* **Task requirements**: Please reproduce the following items line for line, with no changes.

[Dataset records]
• • • •
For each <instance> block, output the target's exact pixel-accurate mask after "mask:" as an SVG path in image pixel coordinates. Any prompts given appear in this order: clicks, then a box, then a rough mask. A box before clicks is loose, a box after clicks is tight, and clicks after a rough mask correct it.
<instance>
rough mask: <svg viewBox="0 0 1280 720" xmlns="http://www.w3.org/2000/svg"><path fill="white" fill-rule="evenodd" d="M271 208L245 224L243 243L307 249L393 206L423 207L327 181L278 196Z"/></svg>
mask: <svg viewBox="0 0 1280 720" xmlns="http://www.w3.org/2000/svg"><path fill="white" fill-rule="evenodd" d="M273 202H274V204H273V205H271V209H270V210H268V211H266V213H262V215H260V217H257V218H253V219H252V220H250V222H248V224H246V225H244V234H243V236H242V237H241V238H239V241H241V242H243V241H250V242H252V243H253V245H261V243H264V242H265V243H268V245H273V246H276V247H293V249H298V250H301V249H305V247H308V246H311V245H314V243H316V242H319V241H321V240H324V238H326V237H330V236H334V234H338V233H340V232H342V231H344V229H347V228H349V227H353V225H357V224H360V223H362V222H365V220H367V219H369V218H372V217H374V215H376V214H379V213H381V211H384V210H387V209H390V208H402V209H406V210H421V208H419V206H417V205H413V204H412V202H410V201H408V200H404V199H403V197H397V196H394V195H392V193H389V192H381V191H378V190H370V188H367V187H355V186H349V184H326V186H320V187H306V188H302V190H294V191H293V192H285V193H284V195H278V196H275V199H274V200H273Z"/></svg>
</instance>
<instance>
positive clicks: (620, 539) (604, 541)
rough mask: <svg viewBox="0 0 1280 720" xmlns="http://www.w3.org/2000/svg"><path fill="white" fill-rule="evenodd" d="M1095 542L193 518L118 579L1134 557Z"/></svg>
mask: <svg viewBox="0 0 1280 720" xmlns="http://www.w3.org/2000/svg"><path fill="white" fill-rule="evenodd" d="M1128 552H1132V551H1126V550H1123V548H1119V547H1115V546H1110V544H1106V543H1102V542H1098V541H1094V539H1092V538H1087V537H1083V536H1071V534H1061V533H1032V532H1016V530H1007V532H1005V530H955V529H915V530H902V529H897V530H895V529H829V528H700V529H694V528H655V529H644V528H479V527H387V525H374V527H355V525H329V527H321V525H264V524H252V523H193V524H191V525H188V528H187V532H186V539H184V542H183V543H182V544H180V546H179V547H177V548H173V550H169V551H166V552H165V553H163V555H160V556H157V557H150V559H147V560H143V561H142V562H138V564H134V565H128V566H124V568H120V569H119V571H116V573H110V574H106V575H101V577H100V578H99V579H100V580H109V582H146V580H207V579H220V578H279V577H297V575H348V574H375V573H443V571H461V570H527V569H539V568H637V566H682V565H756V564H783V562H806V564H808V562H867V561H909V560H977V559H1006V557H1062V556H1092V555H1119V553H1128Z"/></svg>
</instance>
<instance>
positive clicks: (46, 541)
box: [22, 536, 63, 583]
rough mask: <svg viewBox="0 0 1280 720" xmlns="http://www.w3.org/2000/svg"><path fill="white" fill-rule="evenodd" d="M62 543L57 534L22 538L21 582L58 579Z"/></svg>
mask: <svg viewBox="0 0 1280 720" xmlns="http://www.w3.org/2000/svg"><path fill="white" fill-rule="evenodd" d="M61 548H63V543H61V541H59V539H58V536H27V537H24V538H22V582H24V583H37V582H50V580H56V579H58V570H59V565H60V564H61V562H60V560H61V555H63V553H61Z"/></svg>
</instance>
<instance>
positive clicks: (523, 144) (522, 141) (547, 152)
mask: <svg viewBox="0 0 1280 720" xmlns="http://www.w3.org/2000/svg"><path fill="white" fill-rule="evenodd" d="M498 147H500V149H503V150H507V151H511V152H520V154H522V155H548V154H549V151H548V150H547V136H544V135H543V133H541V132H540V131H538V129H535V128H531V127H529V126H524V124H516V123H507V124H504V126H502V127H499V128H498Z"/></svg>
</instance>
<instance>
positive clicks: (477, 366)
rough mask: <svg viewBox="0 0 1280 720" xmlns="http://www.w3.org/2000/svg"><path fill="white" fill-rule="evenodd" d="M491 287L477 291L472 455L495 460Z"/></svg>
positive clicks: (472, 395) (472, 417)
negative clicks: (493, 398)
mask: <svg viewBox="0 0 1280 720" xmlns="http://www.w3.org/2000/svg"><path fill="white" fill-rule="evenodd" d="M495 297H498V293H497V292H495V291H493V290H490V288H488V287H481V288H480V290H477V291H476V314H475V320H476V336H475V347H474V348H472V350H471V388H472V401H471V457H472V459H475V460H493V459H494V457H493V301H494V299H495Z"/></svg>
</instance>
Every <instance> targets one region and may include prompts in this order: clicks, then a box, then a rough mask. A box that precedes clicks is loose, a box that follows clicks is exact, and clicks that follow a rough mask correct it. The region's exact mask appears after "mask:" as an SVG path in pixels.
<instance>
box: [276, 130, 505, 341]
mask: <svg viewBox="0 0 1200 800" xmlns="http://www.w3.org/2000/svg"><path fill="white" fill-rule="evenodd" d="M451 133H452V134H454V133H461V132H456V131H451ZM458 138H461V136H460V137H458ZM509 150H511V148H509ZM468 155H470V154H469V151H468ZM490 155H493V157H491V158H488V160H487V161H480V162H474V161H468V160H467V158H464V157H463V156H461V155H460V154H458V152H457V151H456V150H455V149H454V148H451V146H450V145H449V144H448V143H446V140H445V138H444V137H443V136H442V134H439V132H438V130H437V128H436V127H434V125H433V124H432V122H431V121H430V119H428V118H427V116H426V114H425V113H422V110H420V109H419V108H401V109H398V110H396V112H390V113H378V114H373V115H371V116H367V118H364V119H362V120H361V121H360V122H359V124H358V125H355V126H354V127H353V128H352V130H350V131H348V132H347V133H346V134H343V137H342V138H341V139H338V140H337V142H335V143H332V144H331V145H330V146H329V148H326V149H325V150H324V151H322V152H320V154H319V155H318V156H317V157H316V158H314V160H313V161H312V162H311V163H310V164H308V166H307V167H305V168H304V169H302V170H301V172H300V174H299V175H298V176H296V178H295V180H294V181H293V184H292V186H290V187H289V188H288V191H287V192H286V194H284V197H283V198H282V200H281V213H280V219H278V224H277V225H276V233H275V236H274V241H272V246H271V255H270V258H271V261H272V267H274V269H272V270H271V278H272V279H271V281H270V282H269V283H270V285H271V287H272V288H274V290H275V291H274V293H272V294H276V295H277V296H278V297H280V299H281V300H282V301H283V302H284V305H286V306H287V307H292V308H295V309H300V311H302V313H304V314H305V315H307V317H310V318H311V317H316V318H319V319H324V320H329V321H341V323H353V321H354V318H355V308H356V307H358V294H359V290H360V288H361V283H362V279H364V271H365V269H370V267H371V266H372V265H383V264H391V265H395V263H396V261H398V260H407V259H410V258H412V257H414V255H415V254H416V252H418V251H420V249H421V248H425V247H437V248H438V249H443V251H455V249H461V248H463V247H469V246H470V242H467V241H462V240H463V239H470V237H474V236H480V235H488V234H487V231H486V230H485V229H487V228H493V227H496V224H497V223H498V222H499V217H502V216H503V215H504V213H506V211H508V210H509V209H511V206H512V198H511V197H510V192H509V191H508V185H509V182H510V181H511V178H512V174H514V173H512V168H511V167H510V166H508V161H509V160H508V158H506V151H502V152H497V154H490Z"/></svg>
• • • •
* **Reply to the task**:
For each <instance> block, output the target's exact pixel-accurate mask after "mask:" as an SVG path in image pixel coordinates. Any prompts given appear in this order: clicks, then a box, then a rough mask. A box before clicks is loose, a box after clicks is tight, and clicks after a rough mask correct it.
<instance>
rough mask: <svg viewBox="0 0 1280 720" xmlns="http://www.w3.org/2000/svg"><path fill="white" fill-rule="evenodd" d="M271 208L245 224L243 243L307 249L393 206L423 207L327 181L278 196Z"/></svg>
mask: <svg viewBox="0 0 1280 720" xmlns="http://www.w3.org/2000/svg"><path fill="white" fill-rule="evenodd" d="M273 202H274V204H273V205H271V209H270V210H268V211H266V213H262V215H260V217H257V218H253V219H252V220H250V222H248V224H246V225H244V234H243V236H242V237H241V238H239V241H241V242H243V241H250V242H252V243H253V245H261V243H264V242H265V243H268V245H273V246H276V247H293V249H298V250H301V249H305V247H308V246H311V245H314V243H316V242H319V241H321V240H324V238H326V237H330V236H334V234H338V233H340V232H342V231H344V229H347V228H349V227H353V225H357V224H360V223H362V222H365V220H367V219H369V218H372V217H374V215H376V214H379V213H381V211H384V210H387V209H390V208H402V209H406V210H421V208H419V206H417V205H413V204H412V202H410V201H408V200H404V199H403V197H397V196H394V195H392V193H389V192H381V191H378V190H370V188H367V187H355V186H349V184H326V186H320V187H306V188H302V190H294V191H293V192H285V193H284V195H278V196H275V199H274V200H273Z"/></svg>
</instance>
<instance>
positive clicks: (620, 539) (604, 541)
rough mask: <svg viewBox="0 0 1280 720" xmlns="http://www.w3.org/2000/svg"><path fill="white" fill-rule="evenodd" d="M1095 542L193 518L118 579L1134 557Z"/></svg>
mask: <svg viewBox="0 0 1280 720" xmlns="http://www.w3.org/2000/svg"><path fill="white" fill-rule="evenodd" d="M1128 552H1132V551H1126V550H1123V548H1119V547H1115V546H1110V544H1106V543H1102V542H1098V541H1094V539H1092V538H1087V537H1083V536H1071V534H1061V533H1032V532H1016V530H1007V532H1005V530H955V529H915V530H902V529H897V530H895V529H829V528H700V529H694V528H655V529H644V528H479V527H387V525H374V527H355V525H329V527H321V525H264V524H252V523H193V524H191V525H188V528H187V532H186V539H184V542H183V543H182V544H180V546H179V547H177V548H173V550H169V551H166V552H165V553H163V555H160V556H157V557H150V559H147V560H143V561H142V562H138V564H134V565H128V566H124V568H120V569H119V571H116V573H110V574H106V575H101V577H100V578H99V579H100V580H109V582H146V580H207V579H220V578H279V577H297V575H348V574H375V573H443V571H461V570H527V569H539V568H637V566H682V565H756V564H783V562H806V564H808V562H867V561H909V560H977V559H1006V557H1062V556H1092V555H1119V553H1128Z"/></svg>
</instance>
<instance>
positive clicks: (46, 541)
box: [22, 536, 63, 583]
rough mask: <svg viewBox="0 0 1280 720" xmlns="http://www.w3.org/2000/svg"><path fill="white" fill-rule="evenodd" d="M62 543L57 534L22 538L21 582L58 579Z"/></svg>
mask: <svg viewBox="0 0 1280 720" xmlns="http://www.w3.org/2000/svg"><path fill="white" fill-rule="evenodd" d="M61 548H63V543H61V541H59V539H58V536H27V537H24V538H22V582H24V583H37V582H50V580H56V579H58V570H59V565H60V564H61V562H60V560H61V555H63V553H61Z"/></svg>
</instance>
<instance>
positive clicks: (523, 144) (522, 141) (547, 152)
mask: <svg viewBox="0 0 1280 720" xmlns="http://www.w3.org/2000/svg"><path fill="white" fill-rule="evenodd" d="M498 147H500V149H503V150H507V151H511V152H520V154H522V155H548V154H549V151H548V150H547V136H544V135H543V133H541V132H540V131H538V129H535V128H531V127H529V126H524V124H516V123H507V124H504V126H502V127H499V128H498Z"/></svg>
</instance>
<instance>
positive clicks: (477, 366)
rough mask: <svg viewBox="0 0 1280 720" xmlns="http://www.w3.org/2000/svg"><path fill="white" fill-rule="evenodd" d="M491 287L477 291L472 455L495 460Z"/></svg>
positive clicks: (472, 395) (472, 417)
negative clicks: (493, 398)
mask: <svg viewBox="0 0 1280 720" xmlns="http://www.w3.org/2000/svg"><path fill="white" fill-rule="evenodd" d="M495 297H498V293H497V292H495V291H493V290H490V288H488V287H481V288H480V290H477V291H476V314H475V320H476V336H475V347H474V348H472V350H471V388H472V401H471V457H472V459H475V460H493V459H494V457H493V301H494V299H495Z"/></svg>
</instance>
Every <instance> targets one region and may include prompts in this order: clicks, then a box, then a rough mask. A box that precedes clicks is loose, a box that follows clicks is exact, and clicks that follow a rough mask correct it. The region's exact mask appears after "mask:" as an SVG path in pixels.
<instance>
box: [276, 130, 505, 341]
mask: <svg viewBox="0 0 1200 800" xmlns="http://www.w3.org/2000/svg"><path fill="white" fill-rule="evenodd" d="M451 133H452V134H454V133H461V132H456V131H451ZM458 138H461V136H460V137H458ZM509 150H511V148H509ZM468 155H470V154H469V151H468ZM490 155H493V157H491V158H488V160H487V161H480V162H474V161H468V160H467V158H464V157H463V156H461V155H460V154H458V152H457V151H456V150H455V149H454V148H451V146H450V145H449V144H448V143H446V140H445V138H444V137H443V136H442V134H439V132H438V130H437V128H436V127H434V125H433V124H432V122H431V121H430V119H428V118H427V116H426V114H425V113H422V110H420V109H419V108H401V109H398V110H396V112H390V113H378V114H373V115H371V116H367V118H364V119H362V120H361V121H360V122H359V124H358V125H355V126H354V127H353V128H352V130H350V131H348V132H347V133H346V134H343V137H342V138H341V139H338V140H337V142H335V143H332V144H331V145H330V146H329V148H326V149H325V150H324V151H322V152H320V154H319V155H318V156H317V157H316V158H314V160H313V161H312V162H311V163H310V164H308V166H307V167H305V168H304V169H302V170H301V172H300V174H299V175H298V176H296V178H295V180H294V181H293V184H292V186H290V187H289V188H288V191H287V192H286V194H284V197H283V198H282V200H281V213H280V219H278V224H277V225H276V233H275V236H274V241H272V246H271V255H270V258H271V261H272V267H274V269H272V270H271V278H272V279H271V281H270V282H269V283H270V285H271V287H272V288H274V290H275V291H274V293H272V294H276V295H277V296H278V297H280V299H281V300H282V301H283V302H284V305H286V306H287V307H292V308H295V309H300V311H302V313H304V314H305V315H307V317H310V318H311V317H316V318H319V319H324V320H329V321H341V323H353V321H354V318H355V308H356V307H358V294H359V290H360V288H361V283H362V279H364V271H365V269H370V267H371V266H372V265H383V264H391V265H395V263H396V261H398V260H407V259H410V258H412V257H414V255H415V254H416V252H418V251H420V249H421V248H425V247H437V248H438V249H443V251H455V249H461V248H463V247H469V246H470V242H467V241H462V240H463V239H470V237H474V236H480V235H488V234H487V231H486V230H485V229H487V228H493V227H496V224H497V223H498V222H499V217H502V216H503V215H504V213H506V211H508V210H509V209H511V206H512V198H511V197H510V192H509V191H508V185H509V182H510V181H511V178H512V174H514V173H512V168H511V167H510V166H508V161H509V160H508V158H506V151H502V152H497V154H490Z"/></svg>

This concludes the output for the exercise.